» **Exercise brief**
Please copy the listing word for word, from its start through the line holding "box: [469, 40, 508, 78]", inclusive, and leave the pictures out of your answer.

═══ Input material

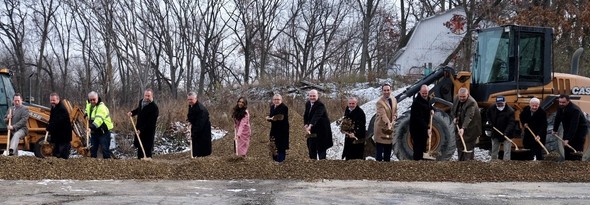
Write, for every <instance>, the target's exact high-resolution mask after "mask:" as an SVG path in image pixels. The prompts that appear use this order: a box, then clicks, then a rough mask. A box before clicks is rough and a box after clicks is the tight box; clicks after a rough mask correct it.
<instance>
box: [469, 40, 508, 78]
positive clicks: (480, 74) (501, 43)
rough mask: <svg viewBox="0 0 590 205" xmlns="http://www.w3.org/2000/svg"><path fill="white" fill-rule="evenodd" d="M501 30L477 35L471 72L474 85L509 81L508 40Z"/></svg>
mask: <svg viewBox="0 0 590 205" xmlns="http://www.w3.org/2000/svg"><path fill="white" fill-rule="evenodd" d="M509 35H510V34H509V33H508V32H503V30H502V29H496V30H490V31H486V32H481V33H479V34H478V40H477V42H478V43H477V52H476V54H475V59H474V68H473V71H472V74H473V81H474V83H475V84H486V83H494V82H505V81H510V80H512V79H513V77H512V76H511V75H510V66H509V63H510V62H509V58H508V56H510V53H509V52H510V49H509V48H510V43H511V42H510V38H509Z"/></svg>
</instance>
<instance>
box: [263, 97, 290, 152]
mask: <svg viewBox="0 0 590 205" xmlns="http://www.w3.org/2000/svg"><path fill="white" fill-rule="evenodd" d="M266 120H267V121H269V122H270V123H271V126H270V136H269V137H270V141H271V143H274V148H273V149H276V153H274V154H273V160H275V161H277V162H282V161H285V157H286V155H287V150H288V149H289V108H288V107H287V105H285V104H284V103H283V97H282V96H281V95H279V94H275V95H274V96H273V97H272V104H271V105H270V112H269V114H268V116H267V117H266ZM273 140H274V142H273ZM272 151H273V152H274V151H275V150H272Z"/></svg>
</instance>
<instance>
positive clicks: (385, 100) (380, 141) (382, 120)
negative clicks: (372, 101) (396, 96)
mask: <svg viewBox="0 0 590 205" xmlns="http://www.w3.org/2000/svg"><path fill="white" fill-rule="evenodd" d="M390 99H391V106H390V105H389V103H388V102H387V99H386V98H384V97H381V98H379V100H378V101H377V104H376V108H377V113H376V114H375V126H374V127H373V128H374V129H373V136H374V137H375V139H374V140H375V142H377V143H380V144H393V134H391V135H386V134H385V133H383V129H387V124H390V125H391V127H392V128H393V126H394V124H395V120H396V119H397V100H395V98H393V97H392V98H390ZM386 137H388V138H387V139H386Z"/></svg>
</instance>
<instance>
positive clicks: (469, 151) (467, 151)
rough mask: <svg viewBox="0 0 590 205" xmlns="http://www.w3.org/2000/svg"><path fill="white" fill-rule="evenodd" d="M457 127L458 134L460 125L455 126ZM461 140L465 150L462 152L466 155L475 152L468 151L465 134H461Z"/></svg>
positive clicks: (460, 135) (459, 129) (455, 125)
mask: <svg viewBox="0 0 590 205" xmlns="http://www.w3.org/2000/svg"><path fill="white" fill-rule="evenodd" d="M455 126H456V127H457V132H459V130H460V129H459V125H455ZM459 138H461V142H462V143H463V150H461V151H462V152H465V153H472V152H473V150H467V146H466V145H465V139H463V134H459Z"/></svg>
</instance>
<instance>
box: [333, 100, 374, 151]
mask: <svg viewBox="0 0 590 205" xmlns="http://www.w3.org/2000/svg"><path fill="white" fill-rule="evenodd" d="M357 103H358V100H357V98H355V97H351V98H349V99H348V107H346V110H345V111H344V118H345V119H346V118H348V119H350V120H351V121H352V125H353V126H352V127H351V128H352V130H348V131H346V130H343V131H344V132H346V133H345V136H346V137H344V149H343V150H342V158H343V159H346V160H351V159H363V153H364V150H365V143H364V142H365V135H366V129H365V127H366V125H365V124H366V122H367V117H366V115H365V112H364V111H363V109H361V108H360V107H359V106H358V104H357ZM340 126H341V130H342V125H340ZM351 134H352V135H351Z"/></svg>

══════

» **Response to the exercise**
Write, for every <instance>, the target's exact high-resolution mask after "mask:" as an SVG path in image pixels. The prompts that appear use this order: a box, then clicks, then a rough mask. A box before clicks is rough and a box after clicks is the tight box; clicks after a rough mask correct it.
<instance>
box: [469, 40, 508, 78]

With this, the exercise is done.